What you need to do:
Could you please repeat all of the entries exactly as written?
═════ Exercise inputs ═════
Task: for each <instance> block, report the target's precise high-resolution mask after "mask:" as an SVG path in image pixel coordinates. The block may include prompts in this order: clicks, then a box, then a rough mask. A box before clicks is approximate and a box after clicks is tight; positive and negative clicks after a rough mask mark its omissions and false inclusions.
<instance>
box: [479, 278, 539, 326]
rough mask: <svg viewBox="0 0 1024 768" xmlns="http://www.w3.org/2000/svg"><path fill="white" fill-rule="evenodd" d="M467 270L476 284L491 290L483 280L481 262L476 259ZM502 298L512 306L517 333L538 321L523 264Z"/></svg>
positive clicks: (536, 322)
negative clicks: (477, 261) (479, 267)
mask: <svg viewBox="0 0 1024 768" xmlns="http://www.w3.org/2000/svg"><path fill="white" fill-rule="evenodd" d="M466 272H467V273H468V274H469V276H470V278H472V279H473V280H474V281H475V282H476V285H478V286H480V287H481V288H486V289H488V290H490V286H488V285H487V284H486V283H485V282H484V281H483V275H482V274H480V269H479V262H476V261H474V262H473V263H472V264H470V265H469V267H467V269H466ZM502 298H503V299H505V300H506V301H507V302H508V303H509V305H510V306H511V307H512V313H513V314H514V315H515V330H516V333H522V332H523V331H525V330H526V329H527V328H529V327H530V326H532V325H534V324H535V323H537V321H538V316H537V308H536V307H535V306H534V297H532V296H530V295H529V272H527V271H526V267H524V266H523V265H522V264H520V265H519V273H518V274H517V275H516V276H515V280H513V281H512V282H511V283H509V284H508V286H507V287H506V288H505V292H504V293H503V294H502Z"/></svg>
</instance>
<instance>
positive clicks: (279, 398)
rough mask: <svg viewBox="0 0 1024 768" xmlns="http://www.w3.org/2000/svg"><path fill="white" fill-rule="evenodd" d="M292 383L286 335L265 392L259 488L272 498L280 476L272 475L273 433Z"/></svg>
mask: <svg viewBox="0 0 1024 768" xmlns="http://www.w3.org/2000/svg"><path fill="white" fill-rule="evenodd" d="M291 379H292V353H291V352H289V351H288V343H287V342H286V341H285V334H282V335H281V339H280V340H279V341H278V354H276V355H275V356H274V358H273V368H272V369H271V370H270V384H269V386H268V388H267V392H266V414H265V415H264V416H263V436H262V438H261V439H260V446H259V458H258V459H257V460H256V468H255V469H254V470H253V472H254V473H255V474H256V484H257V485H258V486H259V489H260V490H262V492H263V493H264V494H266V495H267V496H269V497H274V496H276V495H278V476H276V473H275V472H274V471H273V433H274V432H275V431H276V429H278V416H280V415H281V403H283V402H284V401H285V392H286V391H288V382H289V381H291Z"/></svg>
═════
Your solution:
Task: for each <instance> block, report the target's precise high-resolution mask after "mask:" as an SVG path in image pixel coordinates. The block may include prompts in this order: clicks, then a box, then a rough mask. A box before clicks is approximate and a box after clicks is tight; positive and negative clicks after a rough mask mark its omissions and false inclusions.
<instance>
box: [479, 278, 539, 326]
rough mask: <svg viewBox="0 0 1024 768" xmlns="http://www.w3.org/2000/svg"><path fill="white" fill-rule="evenodd" d="M467 270L476 284L491 290L483 280L481 262L476 259ZM502 298L512 306L517 333L538 321L523 264Z"/></svg>
positive clicks: (536, 322)
negative clicks: (477, 261) (479, 267)
mask: <svg viewBox="0 0 1024 768" xmlns="http://www.w3.org/2000/svg"><path fill="white" fill-rule="evenodd" d="M466 272H467V273H468V274H469V276H470V278H472V279H473V280H474V281H475V282H476V285H478V286H480V287H481V288H486V289H488V290H490V286H488V285H487V284H486V283H485V282H484V281H483V275H482V274H480V269H479V262H476V261H474V262H473V263H472V264H470V265H469V267H467V269H466ZM502 298H503V299H505V300H506V301H507V302H508V303H509V305H510V306H511V307H512V313H513V314H514V315H515V330H516V333H522V332H523V331H525V330H526V329H527V328H529V327H530V326H532V325H534V324H535V323H537V321H538V316H537V308H536V307H535V306H534V297H532V296H530V295H529V272H527V271H526V267H524V266H523V265H522V264H520V265H519V273H518V274H517V275H516V276H515V280H513V281H512V282H511V283H509V284H508V286H507V287H506V288H505V292H504V293H503V294H502Z"/></svg>
</instance>
<instance>
positive clicks: (279, 398)
rough mask: <svg viewBox="0 0 1024 768" xmlns="http://www.w3.org/2000/svg"><path fill="white" fill-rule="evenodd" d="M292 383L286 335L265 392L259 488L272 498L280 476L272 475L273 433Z"/></svg>
mask: <svg viewBox="0 0 1024 768" xmlns="http://www.w3.org/2000/svg"><path fill="white" fill-rule="evenodd" d="M291 379H292V353H291V352H289V351H288V343H287V342H286V341H285V334H282V335H281V339H280V340H279V341H278V354H276V355H275V356H274V358H273V368H272V369H271V370H270V384H269V386H268V388H267V392H266V414H265V415H264V416H263V436H262V438H261V439H260V446H259V458H258V459H257V460H256V468H255V469H254V470H253V472H254V473H255V474H256V484H257V485H258V486H259V489H260V490H262V492H263V493H264V494H266V495H267V496H269V497H274V496H276V495H278V476H276V473H275V472H274V471H273V433H274V432H275V431H276V429H278V416H280V415H281V403H283V402H284V401H285V392H286V391H288V382H289V381H291Z"/></svg>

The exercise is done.